Search the entries below for "shadow", and copy each line where it appears.

Items listed in a dataset:
- - -
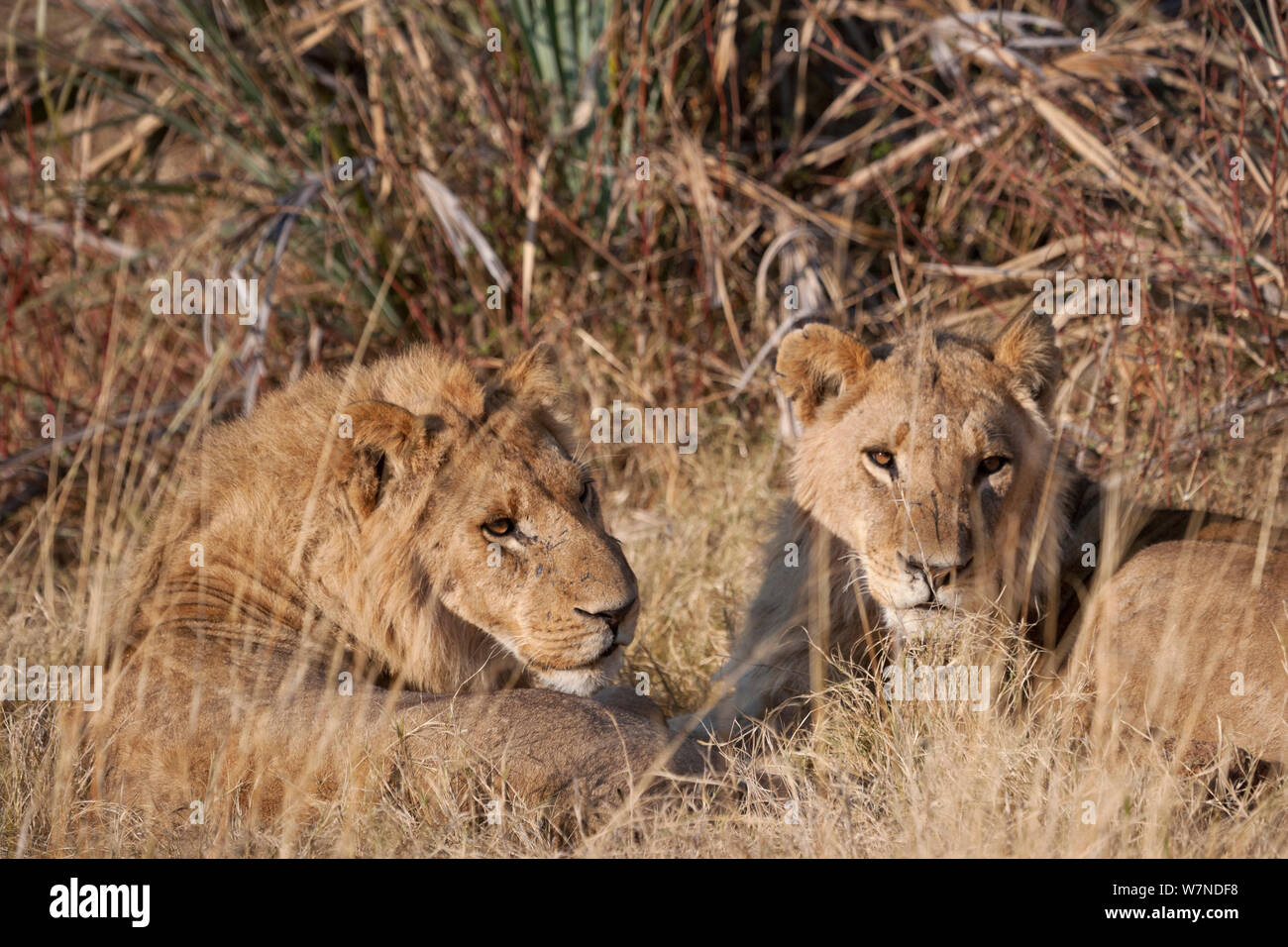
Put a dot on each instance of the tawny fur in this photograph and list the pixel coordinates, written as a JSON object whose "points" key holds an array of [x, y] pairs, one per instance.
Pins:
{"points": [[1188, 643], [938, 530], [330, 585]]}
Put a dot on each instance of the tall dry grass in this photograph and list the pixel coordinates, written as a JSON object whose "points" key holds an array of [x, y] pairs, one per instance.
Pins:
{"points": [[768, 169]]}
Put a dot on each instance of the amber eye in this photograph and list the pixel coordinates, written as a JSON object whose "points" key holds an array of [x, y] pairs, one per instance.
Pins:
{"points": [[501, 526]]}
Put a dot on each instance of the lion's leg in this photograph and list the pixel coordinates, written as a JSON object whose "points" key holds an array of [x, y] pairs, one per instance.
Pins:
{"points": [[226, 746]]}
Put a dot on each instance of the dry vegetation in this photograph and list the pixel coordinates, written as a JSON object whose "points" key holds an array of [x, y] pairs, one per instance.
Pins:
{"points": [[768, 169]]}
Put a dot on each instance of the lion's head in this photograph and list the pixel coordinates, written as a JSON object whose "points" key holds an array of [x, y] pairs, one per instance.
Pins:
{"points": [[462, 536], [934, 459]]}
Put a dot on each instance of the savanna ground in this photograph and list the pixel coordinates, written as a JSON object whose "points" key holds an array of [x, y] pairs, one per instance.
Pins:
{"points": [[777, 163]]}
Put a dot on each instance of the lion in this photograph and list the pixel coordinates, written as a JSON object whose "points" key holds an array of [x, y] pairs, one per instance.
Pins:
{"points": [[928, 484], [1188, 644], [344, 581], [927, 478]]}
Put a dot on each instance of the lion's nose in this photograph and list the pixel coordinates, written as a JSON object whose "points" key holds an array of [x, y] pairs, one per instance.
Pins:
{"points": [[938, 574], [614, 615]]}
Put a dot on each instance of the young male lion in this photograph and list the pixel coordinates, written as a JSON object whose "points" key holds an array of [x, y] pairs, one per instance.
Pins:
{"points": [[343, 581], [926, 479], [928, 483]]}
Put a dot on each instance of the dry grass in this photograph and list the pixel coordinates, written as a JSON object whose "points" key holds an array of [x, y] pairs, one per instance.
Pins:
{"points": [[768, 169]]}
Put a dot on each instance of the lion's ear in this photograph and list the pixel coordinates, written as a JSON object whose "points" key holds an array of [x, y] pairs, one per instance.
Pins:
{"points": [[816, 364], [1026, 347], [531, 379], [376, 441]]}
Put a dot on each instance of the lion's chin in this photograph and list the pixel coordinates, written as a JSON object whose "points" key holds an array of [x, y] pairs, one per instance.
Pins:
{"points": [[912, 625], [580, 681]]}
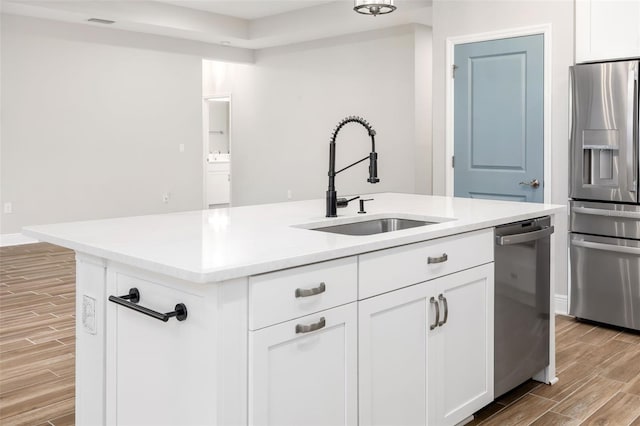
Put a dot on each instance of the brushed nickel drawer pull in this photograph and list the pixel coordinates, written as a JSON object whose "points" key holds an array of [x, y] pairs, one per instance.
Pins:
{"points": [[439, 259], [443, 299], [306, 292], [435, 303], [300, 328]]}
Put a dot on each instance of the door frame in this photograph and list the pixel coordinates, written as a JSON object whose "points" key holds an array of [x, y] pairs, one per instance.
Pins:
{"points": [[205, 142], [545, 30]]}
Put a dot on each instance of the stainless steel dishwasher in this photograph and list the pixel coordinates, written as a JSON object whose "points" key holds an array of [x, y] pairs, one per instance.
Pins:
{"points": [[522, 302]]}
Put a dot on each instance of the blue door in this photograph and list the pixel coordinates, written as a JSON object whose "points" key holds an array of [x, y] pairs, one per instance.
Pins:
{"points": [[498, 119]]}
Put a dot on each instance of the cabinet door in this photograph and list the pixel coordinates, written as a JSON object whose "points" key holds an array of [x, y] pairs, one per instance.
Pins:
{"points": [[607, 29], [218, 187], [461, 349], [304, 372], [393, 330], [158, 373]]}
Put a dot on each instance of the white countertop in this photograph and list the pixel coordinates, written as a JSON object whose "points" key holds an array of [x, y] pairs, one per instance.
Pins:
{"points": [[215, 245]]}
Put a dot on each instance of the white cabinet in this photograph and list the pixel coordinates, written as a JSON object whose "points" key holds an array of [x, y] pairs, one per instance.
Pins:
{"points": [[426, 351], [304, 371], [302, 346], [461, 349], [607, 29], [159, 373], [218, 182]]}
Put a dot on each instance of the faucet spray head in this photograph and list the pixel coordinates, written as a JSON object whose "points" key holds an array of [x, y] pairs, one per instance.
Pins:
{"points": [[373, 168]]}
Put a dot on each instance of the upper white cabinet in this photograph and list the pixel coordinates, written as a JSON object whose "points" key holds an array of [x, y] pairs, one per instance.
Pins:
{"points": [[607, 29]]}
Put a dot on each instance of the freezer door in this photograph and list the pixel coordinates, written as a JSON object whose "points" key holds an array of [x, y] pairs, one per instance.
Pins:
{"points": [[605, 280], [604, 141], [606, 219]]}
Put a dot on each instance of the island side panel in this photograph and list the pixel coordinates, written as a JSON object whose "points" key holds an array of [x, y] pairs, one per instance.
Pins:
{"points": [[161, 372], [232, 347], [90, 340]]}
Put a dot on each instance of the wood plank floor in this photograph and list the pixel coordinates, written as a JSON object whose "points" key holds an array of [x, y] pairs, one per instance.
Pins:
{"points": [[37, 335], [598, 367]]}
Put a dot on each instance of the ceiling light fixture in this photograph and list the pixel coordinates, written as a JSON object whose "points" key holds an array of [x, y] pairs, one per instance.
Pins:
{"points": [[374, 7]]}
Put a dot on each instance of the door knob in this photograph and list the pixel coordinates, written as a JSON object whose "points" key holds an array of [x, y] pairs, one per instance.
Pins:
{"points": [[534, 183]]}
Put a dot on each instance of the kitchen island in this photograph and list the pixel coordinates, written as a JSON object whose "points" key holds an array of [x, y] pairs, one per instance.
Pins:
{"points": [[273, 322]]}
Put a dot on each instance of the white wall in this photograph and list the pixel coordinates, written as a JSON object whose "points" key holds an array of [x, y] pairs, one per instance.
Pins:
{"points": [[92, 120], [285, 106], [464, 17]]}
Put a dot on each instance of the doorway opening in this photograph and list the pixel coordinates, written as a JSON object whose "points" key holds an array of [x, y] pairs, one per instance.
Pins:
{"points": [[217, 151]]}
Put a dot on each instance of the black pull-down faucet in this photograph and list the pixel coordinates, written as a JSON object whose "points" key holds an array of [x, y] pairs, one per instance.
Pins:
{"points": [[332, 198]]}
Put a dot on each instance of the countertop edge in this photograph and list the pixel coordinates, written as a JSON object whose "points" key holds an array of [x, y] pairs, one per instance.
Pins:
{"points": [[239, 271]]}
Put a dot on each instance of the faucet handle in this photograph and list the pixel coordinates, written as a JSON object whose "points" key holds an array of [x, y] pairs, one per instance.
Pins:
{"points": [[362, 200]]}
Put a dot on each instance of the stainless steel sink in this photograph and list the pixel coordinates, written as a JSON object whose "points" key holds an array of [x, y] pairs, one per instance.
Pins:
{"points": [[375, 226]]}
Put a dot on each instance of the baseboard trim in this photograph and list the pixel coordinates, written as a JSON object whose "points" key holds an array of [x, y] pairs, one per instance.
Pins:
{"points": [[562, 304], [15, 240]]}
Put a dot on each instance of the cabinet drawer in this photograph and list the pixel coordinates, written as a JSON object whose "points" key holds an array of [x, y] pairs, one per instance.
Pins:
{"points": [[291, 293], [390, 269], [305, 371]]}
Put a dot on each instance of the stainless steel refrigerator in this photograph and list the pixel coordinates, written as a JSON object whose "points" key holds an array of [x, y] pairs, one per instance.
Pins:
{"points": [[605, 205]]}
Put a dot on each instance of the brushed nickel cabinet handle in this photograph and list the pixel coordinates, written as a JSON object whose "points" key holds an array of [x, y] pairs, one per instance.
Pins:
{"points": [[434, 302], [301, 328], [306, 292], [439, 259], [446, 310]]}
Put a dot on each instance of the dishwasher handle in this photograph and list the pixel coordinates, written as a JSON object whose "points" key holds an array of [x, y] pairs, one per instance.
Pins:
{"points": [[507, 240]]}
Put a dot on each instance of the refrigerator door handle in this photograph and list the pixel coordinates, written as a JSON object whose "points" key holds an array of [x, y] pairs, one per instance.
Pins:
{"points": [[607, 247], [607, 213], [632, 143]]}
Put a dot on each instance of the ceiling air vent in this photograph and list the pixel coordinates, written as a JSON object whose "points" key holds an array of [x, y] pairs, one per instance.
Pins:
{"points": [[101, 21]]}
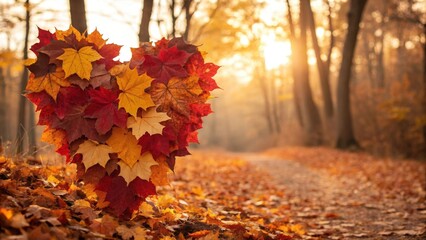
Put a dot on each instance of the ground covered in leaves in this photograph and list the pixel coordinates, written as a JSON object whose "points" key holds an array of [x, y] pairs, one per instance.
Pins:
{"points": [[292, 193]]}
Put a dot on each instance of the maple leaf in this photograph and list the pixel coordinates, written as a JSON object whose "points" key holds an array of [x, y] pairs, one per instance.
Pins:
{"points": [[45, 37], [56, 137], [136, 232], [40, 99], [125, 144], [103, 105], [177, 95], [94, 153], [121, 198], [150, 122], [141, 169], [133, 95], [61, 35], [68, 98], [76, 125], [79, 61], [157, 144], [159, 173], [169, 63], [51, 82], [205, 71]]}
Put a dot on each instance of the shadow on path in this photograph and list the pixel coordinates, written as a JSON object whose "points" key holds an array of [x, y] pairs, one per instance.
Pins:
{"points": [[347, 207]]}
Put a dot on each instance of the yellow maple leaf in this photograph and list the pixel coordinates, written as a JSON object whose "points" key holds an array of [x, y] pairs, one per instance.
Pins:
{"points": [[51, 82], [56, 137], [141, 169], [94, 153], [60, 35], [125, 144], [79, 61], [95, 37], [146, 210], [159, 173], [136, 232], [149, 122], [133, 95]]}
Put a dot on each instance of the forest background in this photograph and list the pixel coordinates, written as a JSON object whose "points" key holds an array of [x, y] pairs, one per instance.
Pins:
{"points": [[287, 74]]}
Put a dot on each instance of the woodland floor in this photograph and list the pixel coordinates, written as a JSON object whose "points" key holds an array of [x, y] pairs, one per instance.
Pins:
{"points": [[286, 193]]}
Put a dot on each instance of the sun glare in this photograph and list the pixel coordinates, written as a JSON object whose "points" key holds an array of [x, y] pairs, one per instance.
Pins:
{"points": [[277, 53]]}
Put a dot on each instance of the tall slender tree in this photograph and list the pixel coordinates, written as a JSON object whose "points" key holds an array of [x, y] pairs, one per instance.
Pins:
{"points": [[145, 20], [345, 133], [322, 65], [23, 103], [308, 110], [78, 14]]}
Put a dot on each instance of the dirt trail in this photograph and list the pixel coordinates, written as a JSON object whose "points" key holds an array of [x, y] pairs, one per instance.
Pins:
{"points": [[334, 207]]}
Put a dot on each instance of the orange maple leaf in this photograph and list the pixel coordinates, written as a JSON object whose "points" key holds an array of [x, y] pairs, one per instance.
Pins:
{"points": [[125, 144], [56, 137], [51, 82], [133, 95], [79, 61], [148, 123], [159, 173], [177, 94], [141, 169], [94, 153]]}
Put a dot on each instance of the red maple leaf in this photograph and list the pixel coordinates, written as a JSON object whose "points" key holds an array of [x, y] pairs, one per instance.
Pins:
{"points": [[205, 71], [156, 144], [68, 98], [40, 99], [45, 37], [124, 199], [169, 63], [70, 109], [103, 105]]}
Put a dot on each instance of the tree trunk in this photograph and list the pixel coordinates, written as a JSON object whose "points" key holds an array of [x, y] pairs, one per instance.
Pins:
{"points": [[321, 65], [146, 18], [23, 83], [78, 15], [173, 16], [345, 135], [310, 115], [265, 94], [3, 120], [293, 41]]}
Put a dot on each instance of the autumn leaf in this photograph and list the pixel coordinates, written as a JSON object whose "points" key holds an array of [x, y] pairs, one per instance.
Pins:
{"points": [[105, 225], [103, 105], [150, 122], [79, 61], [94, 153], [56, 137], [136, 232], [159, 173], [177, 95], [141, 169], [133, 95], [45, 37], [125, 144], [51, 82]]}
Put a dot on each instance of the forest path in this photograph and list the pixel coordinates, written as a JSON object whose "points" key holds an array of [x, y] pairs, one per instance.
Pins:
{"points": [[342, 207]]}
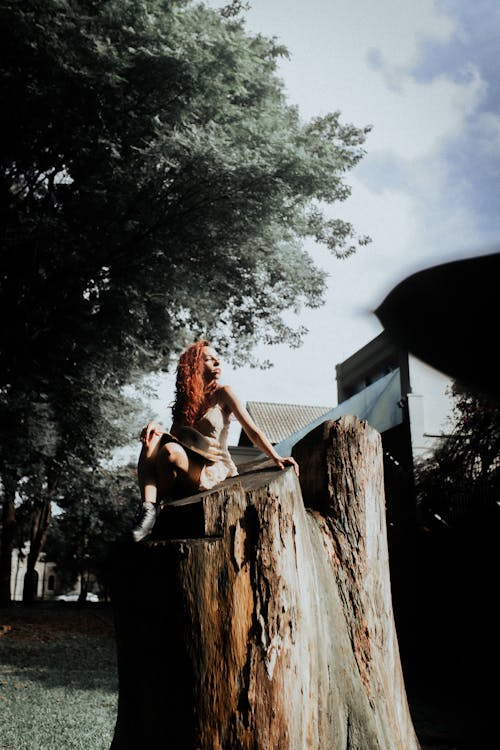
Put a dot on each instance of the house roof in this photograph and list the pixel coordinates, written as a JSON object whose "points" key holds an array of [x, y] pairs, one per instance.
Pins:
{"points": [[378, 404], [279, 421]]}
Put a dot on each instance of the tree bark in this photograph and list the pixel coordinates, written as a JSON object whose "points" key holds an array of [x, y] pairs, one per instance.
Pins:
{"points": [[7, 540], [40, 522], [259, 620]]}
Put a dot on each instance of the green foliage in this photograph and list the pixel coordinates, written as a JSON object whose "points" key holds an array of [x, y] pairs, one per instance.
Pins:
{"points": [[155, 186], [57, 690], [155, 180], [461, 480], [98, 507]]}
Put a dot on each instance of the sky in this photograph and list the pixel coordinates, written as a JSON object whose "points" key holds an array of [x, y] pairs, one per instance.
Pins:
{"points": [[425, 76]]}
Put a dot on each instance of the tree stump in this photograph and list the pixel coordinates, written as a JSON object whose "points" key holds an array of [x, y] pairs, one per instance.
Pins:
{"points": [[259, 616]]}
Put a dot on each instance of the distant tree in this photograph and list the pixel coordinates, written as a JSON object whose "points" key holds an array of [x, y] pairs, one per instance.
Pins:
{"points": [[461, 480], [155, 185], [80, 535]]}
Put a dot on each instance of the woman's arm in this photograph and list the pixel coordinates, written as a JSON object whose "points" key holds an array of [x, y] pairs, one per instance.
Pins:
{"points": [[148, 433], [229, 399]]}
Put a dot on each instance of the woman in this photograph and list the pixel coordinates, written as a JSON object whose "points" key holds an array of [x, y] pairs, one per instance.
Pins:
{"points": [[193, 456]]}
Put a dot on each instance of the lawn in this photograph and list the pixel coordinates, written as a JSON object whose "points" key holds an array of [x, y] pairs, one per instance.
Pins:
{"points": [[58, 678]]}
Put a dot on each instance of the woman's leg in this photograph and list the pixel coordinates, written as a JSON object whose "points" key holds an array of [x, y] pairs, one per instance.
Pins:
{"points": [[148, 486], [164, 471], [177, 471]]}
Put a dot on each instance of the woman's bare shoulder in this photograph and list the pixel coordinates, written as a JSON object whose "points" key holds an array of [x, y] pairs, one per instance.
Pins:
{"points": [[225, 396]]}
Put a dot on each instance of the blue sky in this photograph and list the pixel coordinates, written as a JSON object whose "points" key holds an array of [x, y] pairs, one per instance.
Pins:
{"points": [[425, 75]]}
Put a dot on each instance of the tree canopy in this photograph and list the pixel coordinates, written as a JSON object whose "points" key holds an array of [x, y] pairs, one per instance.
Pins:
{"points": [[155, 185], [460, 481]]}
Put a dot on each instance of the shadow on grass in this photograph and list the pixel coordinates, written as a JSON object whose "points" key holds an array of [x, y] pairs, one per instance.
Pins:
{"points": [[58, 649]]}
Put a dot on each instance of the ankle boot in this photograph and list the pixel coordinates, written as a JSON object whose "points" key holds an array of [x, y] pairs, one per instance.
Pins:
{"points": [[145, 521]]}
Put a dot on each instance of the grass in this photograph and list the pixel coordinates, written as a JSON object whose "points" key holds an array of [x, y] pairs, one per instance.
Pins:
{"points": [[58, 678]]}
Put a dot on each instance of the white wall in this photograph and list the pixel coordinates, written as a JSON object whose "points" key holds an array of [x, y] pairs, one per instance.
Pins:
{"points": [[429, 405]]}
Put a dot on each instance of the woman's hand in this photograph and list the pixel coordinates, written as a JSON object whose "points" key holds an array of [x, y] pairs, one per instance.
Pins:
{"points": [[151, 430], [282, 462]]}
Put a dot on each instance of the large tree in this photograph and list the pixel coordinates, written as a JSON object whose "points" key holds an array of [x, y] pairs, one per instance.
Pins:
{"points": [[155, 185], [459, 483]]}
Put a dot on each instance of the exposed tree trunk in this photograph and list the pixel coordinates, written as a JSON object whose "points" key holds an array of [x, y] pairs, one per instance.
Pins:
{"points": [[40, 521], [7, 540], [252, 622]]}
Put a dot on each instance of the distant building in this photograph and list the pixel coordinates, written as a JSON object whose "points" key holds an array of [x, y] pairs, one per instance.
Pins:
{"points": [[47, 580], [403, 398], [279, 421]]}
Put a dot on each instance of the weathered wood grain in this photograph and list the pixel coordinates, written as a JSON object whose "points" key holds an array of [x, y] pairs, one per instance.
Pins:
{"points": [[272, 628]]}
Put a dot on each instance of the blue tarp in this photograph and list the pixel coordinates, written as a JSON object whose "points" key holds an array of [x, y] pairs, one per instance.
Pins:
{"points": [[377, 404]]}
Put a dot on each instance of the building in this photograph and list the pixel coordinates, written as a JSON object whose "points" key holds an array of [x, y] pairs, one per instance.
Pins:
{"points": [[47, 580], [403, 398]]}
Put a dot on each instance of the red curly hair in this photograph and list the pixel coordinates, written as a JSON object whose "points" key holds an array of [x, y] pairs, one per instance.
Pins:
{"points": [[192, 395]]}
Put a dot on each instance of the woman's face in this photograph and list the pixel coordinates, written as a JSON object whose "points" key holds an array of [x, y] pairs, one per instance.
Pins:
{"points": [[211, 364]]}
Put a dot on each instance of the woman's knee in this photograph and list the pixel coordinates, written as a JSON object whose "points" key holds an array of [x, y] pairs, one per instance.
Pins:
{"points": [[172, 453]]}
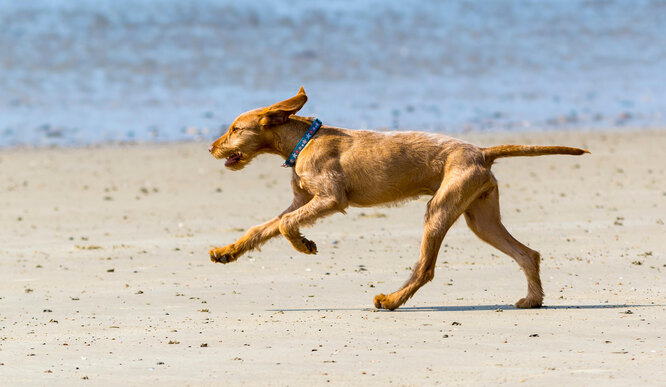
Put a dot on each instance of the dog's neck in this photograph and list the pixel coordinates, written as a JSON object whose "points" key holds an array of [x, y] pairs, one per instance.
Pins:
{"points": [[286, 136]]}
- - -
Answer to the exercise:
Put a dot on each instance of the shadow on path in this photograph and list the pixel coordinates, written as a JSON object whose "points" key holds an array of [x, y] pairs, one per instance.
Put a dot on each instance of the shadow on grass in this photograph and list the pixel coordinates, written as a JSON object whose "points" key holds an array of [x, y] pairs, one per instance.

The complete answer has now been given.